***** Listing

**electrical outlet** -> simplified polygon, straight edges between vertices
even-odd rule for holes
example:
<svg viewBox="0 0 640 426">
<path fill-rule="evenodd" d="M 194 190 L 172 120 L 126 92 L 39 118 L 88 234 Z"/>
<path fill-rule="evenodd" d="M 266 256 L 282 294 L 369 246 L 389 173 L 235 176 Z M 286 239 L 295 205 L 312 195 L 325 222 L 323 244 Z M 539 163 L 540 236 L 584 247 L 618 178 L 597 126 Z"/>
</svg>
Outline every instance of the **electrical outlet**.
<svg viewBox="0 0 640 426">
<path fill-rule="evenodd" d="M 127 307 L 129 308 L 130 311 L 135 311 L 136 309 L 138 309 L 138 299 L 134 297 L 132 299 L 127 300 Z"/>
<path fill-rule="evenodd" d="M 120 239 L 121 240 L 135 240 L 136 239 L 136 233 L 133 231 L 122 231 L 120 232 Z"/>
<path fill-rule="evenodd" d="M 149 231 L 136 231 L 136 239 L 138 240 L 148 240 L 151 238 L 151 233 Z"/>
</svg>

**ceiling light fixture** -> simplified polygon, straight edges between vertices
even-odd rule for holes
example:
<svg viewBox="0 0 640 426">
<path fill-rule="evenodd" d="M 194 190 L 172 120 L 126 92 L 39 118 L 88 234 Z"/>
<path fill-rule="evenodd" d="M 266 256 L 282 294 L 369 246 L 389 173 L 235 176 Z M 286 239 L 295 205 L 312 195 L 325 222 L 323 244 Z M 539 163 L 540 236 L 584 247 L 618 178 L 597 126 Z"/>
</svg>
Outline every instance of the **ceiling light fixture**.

**********

**Exercise objective**
Copy the rows starting at the beginning and ending at the line that contains "120 239 L 121", putting "wall socket" in place of "electrical outlet" and leaving everything else unchanged.

**Output for this task**
**wall socket** -> simplified polygon, straight edges between vertices
even-odd rule for holes
example:
<svg viewBox="0 0 640 426">
<path fill-rule="evenodd" d="M 194 190 L 172 120 L 126 92 L 39 118 L 88 234 Z"/>
<path fill-rule="evenodd" d="M 266 256 L 282 294 L 369 246 L 389 173 L 235 176 Z M 286 239 L 295 205 L 312 195 L 325 222 L 323 244 Z M 539 163 L 540 236 L 584 247 L 618 178 L 597 126 Z"/>
</svg>
Outline every instance of the **wall socket**.
<svg viewBox="0 0 640 426">
<path fill-rule="evenodd" d="M 127 307 L 129 308 L 130 311 L 135 311 L 136 309 L 138 309 L 138 299 L 134 297 L 132 299 L 127 300 Z"/>
<path fill-rule="evenodd" d="M 120 239 L 121 240 L 135 240 L 136 239 L 136 233 L 133 231 L 122 231 L 120 232 Z"/>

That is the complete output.